* Dataset records
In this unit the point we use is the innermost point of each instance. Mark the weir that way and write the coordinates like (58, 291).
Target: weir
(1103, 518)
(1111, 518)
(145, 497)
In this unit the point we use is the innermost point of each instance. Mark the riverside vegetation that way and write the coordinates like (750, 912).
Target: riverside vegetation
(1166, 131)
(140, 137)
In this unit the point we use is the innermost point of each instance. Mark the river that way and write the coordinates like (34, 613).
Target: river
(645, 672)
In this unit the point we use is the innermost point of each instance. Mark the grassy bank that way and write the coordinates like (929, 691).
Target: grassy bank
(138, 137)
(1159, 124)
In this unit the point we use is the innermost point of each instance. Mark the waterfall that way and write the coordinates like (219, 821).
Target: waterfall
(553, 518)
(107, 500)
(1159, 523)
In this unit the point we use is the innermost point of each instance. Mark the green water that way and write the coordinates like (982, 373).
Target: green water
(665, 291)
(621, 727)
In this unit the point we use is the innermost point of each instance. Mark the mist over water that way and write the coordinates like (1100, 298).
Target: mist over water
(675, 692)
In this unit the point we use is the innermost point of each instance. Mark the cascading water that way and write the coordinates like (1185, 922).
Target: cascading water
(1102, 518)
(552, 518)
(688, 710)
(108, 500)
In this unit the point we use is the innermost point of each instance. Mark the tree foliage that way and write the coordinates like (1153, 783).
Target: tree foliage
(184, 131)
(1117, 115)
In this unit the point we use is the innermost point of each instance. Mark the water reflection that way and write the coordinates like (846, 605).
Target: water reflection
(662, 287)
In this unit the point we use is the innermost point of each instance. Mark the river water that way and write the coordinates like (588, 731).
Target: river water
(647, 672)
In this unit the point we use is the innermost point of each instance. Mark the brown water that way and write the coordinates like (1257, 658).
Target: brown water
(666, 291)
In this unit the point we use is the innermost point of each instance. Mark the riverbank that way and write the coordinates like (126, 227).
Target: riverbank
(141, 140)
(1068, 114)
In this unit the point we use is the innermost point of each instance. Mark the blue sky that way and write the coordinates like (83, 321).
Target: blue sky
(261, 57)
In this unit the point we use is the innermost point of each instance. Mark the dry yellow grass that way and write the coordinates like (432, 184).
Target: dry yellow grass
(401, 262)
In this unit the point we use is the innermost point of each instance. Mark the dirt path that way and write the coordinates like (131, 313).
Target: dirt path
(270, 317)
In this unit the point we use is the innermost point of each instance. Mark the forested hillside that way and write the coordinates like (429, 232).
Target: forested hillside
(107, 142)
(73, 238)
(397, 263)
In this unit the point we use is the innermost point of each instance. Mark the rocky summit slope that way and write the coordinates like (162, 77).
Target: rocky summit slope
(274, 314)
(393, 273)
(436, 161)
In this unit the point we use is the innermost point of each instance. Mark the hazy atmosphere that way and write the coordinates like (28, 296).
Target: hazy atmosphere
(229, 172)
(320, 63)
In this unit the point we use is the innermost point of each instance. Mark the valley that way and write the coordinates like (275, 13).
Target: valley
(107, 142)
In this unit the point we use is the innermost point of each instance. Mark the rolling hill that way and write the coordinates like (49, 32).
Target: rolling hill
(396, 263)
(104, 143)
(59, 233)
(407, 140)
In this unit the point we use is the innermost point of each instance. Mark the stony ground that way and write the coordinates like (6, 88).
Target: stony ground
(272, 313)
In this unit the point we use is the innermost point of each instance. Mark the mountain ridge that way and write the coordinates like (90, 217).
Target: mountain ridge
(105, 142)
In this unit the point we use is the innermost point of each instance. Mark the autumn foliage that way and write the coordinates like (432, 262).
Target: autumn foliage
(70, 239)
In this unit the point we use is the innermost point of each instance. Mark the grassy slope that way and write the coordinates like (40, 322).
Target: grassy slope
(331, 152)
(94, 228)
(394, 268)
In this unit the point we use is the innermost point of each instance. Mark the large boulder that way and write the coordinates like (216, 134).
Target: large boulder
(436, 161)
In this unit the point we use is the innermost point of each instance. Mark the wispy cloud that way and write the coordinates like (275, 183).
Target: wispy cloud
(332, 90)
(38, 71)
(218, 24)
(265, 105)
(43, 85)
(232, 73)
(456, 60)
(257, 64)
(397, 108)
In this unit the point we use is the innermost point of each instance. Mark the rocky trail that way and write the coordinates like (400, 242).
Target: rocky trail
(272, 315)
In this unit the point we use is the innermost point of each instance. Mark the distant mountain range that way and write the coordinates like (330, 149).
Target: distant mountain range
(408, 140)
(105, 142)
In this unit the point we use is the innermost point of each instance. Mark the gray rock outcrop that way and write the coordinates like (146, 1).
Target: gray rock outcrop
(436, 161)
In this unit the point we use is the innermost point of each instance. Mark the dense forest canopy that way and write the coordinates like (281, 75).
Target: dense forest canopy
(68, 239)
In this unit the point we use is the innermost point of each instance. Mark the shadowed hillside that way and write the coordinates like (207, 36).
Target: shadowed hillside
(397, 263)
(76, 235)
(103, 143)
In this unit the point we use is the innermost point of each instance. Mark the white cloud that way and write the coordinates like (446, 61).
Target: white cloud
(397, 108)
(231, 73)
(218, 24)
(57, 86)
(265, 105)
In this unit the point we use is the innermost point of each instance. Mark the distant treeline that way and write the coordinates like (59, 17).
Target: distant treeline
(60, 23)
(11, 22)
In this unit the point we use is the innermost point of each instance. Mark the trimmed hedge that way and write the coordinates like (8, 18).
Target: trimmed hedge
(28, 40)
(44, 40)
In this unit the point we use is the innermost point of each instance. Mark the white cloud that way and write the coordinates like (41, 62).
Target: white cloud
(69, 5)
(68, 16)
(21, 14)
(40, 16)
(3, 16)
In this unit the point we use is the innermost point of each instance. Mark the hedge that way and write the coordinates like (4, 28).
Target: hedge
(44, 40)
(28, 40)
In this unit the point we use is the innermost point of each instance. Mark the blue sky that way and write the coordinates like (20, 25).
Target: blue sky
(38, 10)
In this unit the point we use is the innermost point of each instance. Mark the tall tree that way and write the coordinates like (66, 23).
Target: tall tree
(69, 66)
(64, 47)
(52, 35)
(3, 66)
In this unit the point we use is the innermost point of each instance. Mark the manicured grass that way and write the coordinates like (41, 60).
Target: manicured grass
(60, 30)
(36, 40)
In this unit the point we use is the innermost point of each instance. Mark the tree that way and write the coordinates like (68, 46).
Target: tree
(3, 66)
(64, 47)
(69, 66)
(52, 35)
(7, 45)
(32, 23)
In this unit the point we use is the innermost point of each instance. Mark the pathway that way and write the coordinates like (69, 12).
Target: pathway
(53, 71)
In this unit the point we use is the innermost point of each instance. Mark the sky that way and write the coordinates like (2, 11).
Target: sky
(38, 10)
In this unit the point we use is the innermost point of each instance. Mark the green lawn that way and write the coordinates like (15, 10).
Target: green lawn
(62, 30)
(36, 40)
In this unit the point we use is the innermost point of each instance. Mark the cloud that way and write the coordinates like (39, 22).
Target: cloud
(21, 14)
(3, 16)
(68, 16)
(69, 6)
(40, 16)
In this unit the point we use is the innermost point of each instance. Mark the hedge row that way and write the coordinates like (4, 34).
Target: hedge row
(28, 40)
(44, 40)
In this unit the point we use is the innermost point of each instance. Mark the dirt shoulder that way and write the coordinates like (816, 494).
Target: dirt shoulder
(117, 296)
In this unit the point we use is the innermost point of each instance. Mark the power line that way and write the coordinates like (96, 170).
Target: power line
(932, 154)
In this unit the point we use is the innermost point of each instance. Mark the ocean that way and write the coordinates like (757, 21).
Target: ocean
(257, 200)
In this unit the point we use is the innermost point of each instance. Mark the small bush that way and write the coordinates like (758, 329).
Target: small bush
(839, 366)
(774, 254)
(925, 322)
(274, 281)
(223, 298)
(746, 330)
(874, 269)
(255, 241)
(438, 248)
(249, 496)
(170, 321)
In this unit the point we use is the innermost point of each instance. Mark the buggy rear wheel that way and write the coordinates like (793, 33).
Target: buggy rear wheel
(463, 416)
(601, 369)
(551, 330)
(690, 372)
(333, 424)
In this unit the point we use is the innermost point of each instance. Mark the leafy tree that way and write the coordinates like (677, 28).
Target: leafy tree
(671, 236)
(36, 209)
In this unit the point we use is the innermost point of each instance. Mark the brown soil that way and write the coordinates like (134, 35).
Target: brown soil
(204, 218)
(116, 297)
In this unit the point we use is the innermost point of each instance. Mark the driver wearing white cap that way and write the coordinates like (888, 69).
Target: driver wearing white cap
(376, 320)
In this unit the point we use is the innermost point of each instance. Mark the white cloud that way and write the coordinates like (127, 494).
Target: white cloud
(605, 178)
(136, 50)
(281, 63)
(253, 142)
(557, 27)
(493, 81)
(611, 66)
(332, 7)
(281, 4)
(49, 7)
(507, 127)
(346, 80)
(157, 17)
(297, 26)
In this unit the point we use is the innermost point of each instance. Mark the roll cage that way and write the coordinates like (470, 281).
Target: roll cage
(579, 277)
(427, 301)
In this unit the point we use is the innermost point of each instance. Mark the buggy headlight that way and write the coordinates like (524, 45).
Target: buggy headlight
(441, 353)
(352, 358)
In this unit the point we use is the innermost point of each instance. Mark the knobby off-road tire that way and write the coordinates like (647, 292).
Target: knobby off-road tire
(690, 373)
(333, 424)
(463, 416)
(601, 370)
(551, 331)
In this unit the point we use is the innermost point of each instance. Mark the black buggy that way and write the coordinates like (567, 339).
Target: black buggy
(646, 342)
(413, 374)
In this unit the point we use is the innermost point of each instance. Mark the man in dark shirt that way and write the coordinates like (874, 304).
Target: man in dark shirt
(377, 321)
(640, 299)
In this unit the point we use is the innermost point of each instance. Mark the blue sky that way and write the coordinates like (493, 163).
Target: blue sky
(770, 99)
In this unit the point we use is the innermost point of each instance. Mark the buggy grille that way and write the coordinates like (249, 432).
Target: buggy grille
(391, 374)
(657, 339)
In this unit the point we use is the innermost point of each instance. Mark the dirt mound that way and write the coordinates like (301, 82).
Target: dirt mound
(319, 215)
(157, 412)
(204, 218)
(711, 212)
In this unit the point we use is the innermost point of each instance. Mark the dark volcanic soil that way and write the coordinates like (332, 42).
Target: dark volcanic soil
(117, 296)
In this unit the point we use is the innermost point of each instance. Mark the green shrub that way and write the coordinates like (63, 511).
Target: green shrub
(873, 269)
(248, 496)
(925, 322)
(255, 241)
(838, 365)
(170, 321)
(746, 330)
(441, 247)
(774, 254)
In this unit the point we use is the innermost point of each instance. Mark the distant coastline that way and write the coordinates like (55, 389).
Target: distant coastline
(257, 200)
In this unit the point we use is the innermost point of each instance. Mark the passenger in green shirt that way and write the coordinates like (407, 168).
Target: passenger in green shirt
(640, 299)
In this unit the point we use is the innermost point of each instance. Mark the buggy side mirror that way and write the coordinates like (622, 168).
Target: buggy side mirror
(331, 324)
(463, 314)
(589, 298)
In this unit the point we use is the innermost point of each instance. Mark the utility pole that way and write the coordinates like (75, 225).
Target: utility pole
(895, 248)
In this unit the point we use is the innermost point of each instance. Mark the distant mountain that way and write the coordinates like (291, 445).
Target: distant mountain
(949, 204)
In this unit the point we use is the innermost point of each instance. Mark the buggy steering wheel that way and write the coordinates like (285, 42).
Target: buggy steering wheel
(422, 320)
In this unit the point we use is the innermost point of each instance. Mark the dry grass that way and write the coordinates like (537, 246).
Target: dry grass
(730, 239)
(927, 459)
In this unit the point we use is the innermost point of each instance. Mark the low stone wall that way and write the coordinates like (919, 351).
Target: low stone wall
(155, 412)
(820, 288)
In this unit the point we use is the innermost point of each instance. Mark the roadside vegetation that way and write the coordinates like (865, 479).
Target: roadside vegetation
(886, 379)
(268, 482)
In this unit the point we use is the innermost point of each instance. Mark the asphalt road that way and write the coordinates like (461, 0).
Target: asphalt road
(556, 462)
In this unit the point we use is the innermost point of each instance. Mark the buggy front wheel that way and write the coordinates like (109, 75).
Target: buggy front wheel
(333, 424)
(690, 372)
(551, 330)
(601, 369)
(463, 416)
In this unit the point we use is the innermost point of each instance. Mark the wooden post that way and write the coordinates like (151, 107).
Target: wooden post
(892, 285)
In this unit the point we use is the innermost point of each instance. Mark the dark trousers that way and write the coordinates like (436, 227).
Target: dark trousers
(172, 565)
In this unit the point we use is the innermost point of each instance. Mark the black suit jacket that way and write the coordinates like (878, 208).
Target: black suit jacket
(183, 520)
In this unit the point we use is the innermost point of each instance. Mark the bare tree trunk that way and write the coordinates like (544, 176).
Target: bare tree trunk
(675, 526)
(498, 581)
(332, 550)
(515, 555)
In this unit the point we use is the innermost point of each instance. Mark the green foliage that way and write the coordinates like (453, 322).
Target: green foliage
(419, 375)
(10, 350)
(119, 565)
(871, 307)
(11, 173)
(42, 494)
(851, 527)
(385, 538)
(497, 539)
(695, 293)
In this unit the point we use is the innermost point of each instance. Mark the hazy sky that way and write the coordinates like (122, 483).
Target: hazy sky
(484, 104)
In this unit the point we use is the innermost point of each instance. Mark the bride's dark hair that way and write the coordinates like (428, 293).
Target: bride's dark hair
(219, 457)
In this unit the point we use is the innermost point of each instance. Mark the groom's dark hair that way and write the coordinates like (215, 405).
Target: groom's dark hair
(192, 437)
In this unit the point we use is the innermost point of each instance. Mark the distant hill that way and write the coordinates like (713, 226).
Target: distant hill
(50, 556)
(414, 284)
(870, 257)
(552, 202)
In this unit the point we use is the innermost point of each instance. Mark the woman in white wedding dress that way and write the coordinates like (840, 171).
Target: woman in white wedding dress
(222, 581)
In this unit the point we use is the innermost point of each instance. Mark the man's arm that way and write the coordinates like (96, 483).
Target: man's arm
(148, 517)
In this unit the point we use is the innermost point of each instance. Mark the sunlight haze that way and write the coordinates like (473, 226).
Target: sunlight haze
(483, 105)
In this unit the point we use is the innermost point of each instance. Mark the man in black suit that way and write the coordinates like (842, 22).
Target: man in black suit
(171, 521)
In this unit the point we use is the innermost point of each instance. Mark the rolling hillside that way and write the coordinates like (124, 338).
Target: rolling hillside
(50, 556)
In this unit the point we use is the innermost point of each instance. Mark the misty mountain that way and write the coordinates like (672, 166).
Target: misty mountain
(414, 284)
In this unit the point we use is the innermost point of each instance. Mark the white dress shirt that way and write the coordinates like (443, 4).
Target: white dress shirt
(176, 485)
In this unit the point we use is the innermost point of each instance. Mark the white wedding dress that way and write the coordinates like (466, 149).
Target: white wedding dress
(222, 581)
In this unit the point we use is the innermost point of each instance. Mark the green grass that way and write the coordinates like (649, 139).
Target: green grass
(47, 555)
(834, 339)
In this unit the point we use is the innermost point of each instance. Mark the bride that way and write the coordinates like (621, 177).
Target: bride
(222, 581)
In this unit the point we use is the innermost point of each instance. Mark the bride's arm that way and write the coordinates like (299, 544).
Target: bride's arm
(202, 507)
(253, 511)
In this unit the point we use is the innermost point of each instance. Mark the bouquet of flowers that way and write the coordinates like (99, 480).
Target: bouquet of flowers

* Exercise requirements
Output the lines of the records above exactly as they appear, from the line containing "like (63, 511)." through the line containing "like (407, 168).".

* Response for this exercise
In this unit the point we use is the innermost point of each instance. Mark the green shrub that way and write the coordinates like (63, 511).
Target: green shrub
(873, 269)
(248, 496)
(925, 322)
(255, 241)
(838, 365)
(170, 321)
(746, 330)
(441, 247)
(774, 254)
In this unit the point we use is the innermost point of each instance. Mark the distant coastline that way and write the coordinates like (55, 389).
Target: distant coastline
(257, 200)
In this unit the point we use is the innermost point of each instance. Mark the passenger in green shirt that way and write the coordinates like (407, 168).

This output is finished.